What needs to be done -> Extract every line of the material below verbatim, leaving out the pictures.

Information shown ->
[Start of section]
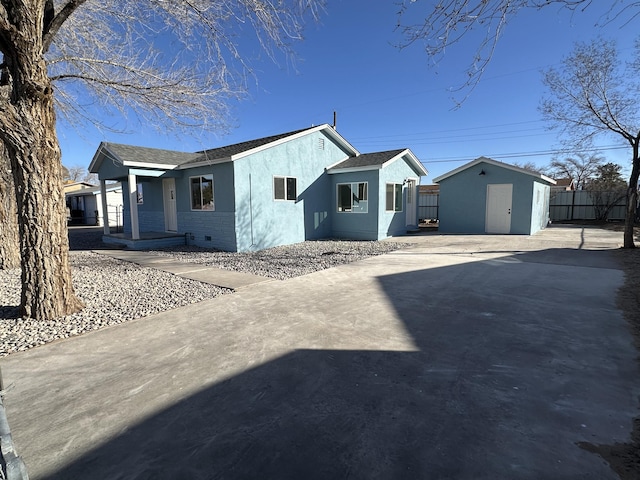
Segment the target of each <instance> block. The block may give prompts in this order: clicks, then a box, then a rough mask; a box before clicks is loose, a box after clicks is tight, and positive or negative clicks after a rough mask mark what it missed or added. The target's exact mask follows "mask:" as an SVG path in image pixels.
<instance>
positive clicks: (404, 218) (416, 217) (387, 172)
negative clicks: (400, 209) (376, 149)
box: [377, 159, 420, 240]
mask: <svg viewBox="0 0 640 480" xmlns="http://www.w3.org/2000/svg"><path fill="white" fill-rule="evenodd" d="M406 178H412V179H415V180H416V183H419V182H420V178H419V177H418V176H417V175H416V173H415V172H414V171H413V169H412V168H411V167H410V166H409V164H408V163H407V162H406V161H405V160H402V159H400V160H397V161H395V162H393V163H392V164H390V165H387V166H386V167H385V168H383V169H382V170H380V177H379V184H378V192H379V202H380V208H379V211H378V236H377V239H378V240H381V239H383V238H387V237H393V236H397V235H403V234H405V233H407V210H406V209H407V188H406V186H403V187H402V211H401V212H387V211H386V184H387V183H399V184H402V183H403V181H404V180H405V179H406ZM417 198H418V192H417V187H416V191H415V192H414V201H415V202H417V201H418V200H417ZM417 223H418V209H417V208H416V218H415V219H414V221H413V222H412V224H413V225H417Z"/></svg>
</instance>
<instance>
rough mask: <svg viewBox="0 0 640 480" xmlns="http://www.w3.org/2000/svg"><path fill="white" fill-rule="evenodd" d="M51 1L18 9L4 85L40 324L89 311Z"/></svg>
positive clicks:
[End of section]
Answer for this exercise ->
Segment the target of each <instance> block. The block may give prompts in this order: clicks, then a box, then a rough mask; a box before clicks is loose, a box after clicks is tight, and positive or negative clicks after a rough mask mark what it missed or added. The target's exact mask follows "mask:" as an SVG path in image pixels.
<instance>
positive clicks: (404, 218) (416, 217) (387, 172)
negative clicks: (400, 209) (376, 149)
box: [377, 159, 420, 240]
mask: <svg viewBox="0 0 640 480" xmlns="http://www.w3.org/2000/svg"><path fill="white" fill-rule="evenodd" d="M406 178H412V179H415V180H416V183H419V182H420V178H419V177H418V176H417V175H416V173H415V172H414V171H413V169H412V168H411V167H410V166H409V164H408V163H407V162H406V161H405V160H402V159H400V160H397V161H395V162H393V163H392V164H390V165H387V166H386V167H385V168H383V169H382V170H380V177H379V184H378V192H379V202H380V208H379V211H378V236H377V239H378V240H381V239H383V238H387V237H393V236H397V235H403V234H405V233H407V210H406V209H407V188H406V186H403V187H402V211H401V212H387V211H386V184H387V183H399V184H402V183H403V181H404V180H405V179H406ZM417 198H418V192H417V187H416V191H415V192H414V201H415V202H417V201H418V200H417ZM417 223H418V209H417V208H416V218H415V219H414V221H413V222H412V224H413V225H417Z"/></svg>
</instance>
<instance>
rough mask: <svg viewBox="0 0 640 480" xmlns="http://www.w3.org/2000/svg"><path fill="white" fill-rule="evenodd" d="M51 1L18 9L4 85L40 324L89 311Z"/></svg>
positive clicks:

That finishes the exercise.